§ **Excerpt to read**
---

On June 17, 2014, Seleena Kumia was one of those detainees Carabbacan searched.
Kumia was in the HOPE probation program, a drug-probation program championed by Honolulu Prosecutor Steve Alm, who at the time was a Circuit Court judge.
Kumia went to court that day in a blue painter’s suit, with only her underwear underneath. She testified that Alm gave her a four-hour pass to do a drug assessment with instructions to not go home and change her clothes.
Before going to her assessment, Kumia changed her clothes in a court bathroom with another inmate because she said she felt inappropriately dressed to go out. She went for her assessment and came back to the courthouse later in the day.
Upon entering the cellblock, Anthony Kaahanui, a deputy sheriff, began yelling at her, telling her she messed up and that she picked up new charges just for changing her clothes. Kaahanui retrieved Carabbacan from the sheriff’s control room in the cellblock. And he told Kumia to go into an empty cell nearest the entrance to the cellblock.
With the cell door open, and Kaahanui watching, Carabbacan told Kumia to strip.

---

§ **Excerpted data**

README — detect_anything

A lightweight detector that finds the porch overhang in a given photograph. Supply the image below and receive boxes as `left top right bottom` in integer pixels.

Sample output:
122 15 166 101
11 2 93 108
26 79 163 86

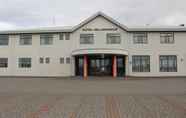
72 48 128 56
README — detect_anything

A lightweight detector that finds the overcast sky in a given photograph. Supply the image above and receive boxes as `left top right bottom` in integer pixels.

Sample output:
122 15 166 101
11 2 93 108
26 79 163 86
0 0 186 30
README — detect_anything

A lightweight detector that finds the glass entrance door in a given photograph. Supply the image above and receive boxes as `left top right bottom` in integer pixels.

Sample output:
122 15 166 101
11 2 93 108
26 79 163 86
88 56 112 76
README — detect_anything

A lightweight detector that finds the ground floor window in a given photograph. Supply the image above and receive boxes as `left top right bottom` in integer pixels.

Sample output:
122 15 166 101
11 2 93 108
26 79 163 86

---

§ **What you need to do**
1. Write out the passage about Seleena Kumia's cellblock search word for word, starting at "On June 17, 2014, Seleena" and ending at "Circuit Court judge.".
2. Pick up the passage about Seleena Kumia's cellblock search right after its last sentence and carry it forward.
The records have no connection to the text about Seleena Kumia.

§ **Results for the exercise**
1.
On June 17, 2014, Seleena Kumia was one of those detainees Carabbacan searched.
Kumia was in the HOPE probation program, a drug-probation program championed by Honolulu Prosecutor Steve Alm, who at the time was a Circuit Court judge.

2.
While testifying in court Oct. 28, Kumia choked up and her voice cracked as she described in lurid detail how Carabbacan searched her. She’s had to recount the incident several times over the years for investigators and attorneys handling the civil lawsuits against the state, court records show.
She was forced to stand with her hands against a wall and spread her legs wide for Carabbacan to check. He yanked her bra away to see her breasts and ran his hands under her breasts and between her cleavage, she told the court.
Kumia said she couldn’t disobey Carabbacan because she was afraid of making her situation worse.
“I was just numb. I was trying to hold back tears. Try not to show him I was weak or scared,” she said, sobbing on the witness stand.
Back in the holding cell for women and on the ride to the OCCC, Kumia initially wanted to “let it go” and not report the situation.
“Forget about it. Who would believe me? I’m an addict,” she recalls telling other women inmates.
She decided to report the incident at the urging of jail guards, who told her male sheriffs can’t search women. A report of her incident taken by Honolulu police officers would eventually be referred back to DPS, officials said during court proceedings.
On June 19, 2014, two days after the incident with Kumia, Russell Ching, who was a lieutenant in charge of the First Circuit Court, issued a memo ordering Carabbacan to stop searching women and relieving him of his duties as sergeant. Ching had already admonished Carabbacan for how he handled Kumia’s search.
“I just went off — because when he explained to me what he did, excuse the language — ‘what the fuck?’” Ching told a state investigator in 2014. “I did tell him … he is not supposed to have strip searched her. By policy, he cannot.”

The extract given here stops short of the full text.